_PROBLEM STATEMENT_
Word for word, set down every line of the entries below from the line with "TARGET = arched doorway" to the line with "TASK = identify one point per instance of the rectangular", including both, and no other line.

======

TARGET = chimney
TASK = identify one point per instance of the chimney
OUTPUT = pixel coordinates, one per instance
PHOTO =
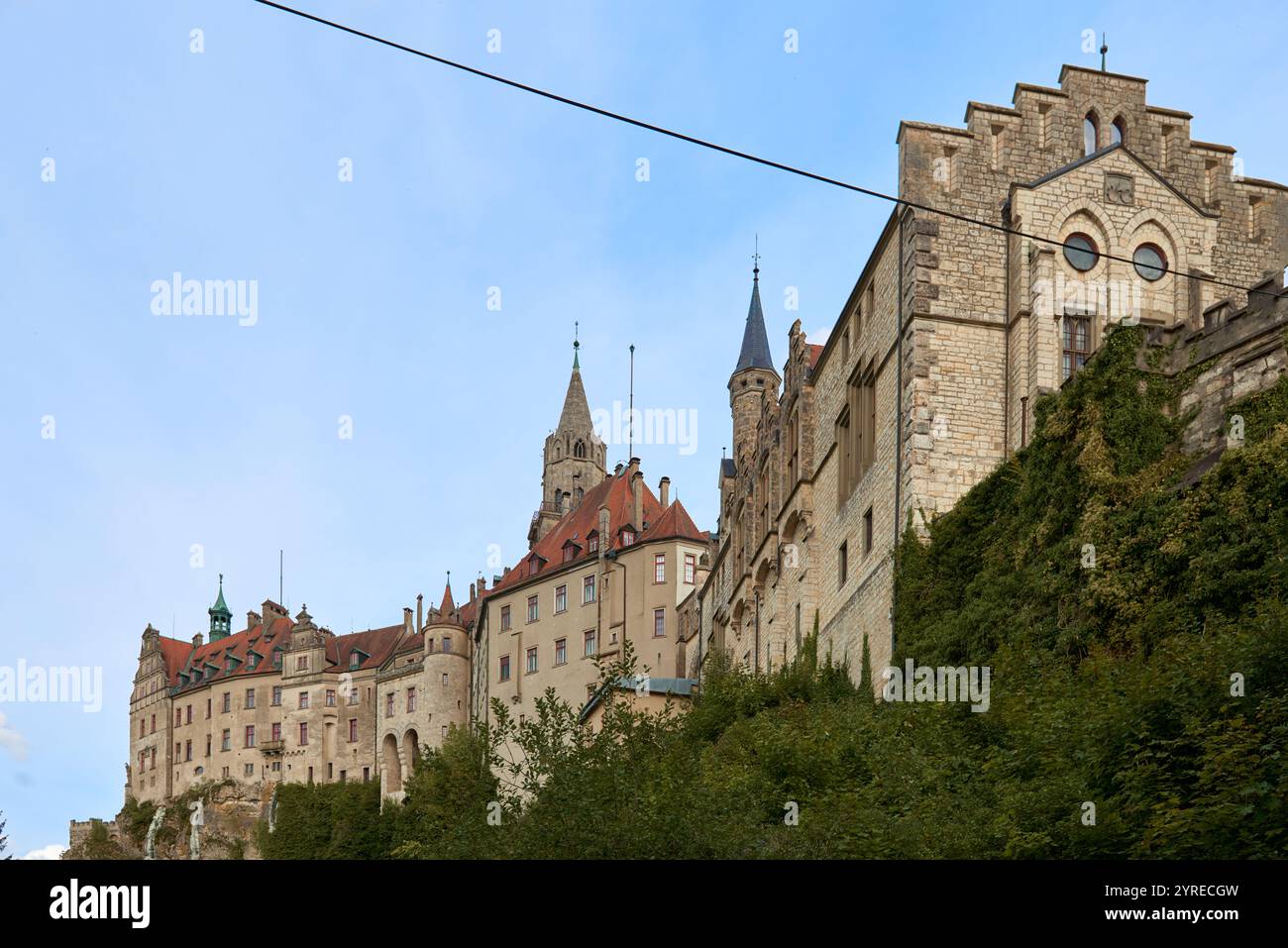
(636, 496)
(604, 537)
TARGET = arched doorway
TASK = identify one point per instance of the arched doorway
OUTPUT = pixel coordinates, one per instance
(391, 766)
(411, 749)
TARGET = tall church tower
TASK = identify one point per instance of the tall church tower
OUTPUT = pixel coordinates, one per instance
(575, 458)
(752, 375)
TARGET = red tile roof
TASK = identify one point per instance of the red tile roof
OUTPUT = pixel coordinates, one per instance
(375, 646)
(579, 523)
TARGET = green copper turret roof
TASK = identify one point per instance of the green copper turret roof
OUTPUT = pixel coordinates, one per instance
(220, 607)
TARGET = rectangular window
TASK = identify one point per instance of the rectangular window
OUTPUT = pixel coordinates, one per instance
(1076, 344)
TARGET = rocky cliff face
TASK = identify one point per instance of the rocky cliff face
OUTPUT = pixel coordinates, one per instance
(226, 813)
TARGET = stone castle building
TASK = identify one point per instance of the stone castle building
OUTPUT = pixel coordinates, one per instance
(927, 380)
(284, 699)
(953, 331)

======

_ANSWER SPACE_
TARGET = arched doorway
TASK = identify one point per instance of the arched doorway
OUTPUT = pixel coordinates, one per instance
(391, 766)
(411, 749)
TARGET = tall church tower
TASK = identify one point per instance of the tall church tower
OUTPUT = pixel coordinates, one per instance
(575, 458)
(752, 375)
TARGET = red tile roof
TASK = identify one point per instance of the red tile roof
OUTPUT = pixel coordinates, one per instance
(375, 646)
(579, 523)
TARGET = green copper turret roof
TASK = identify one point per instance of the green copper turret roof
OUTPUT = pixel coordinates, one per instance
(220, 607)
TARGET = rectangular window
TASK = identify one point per instance of the rectangular window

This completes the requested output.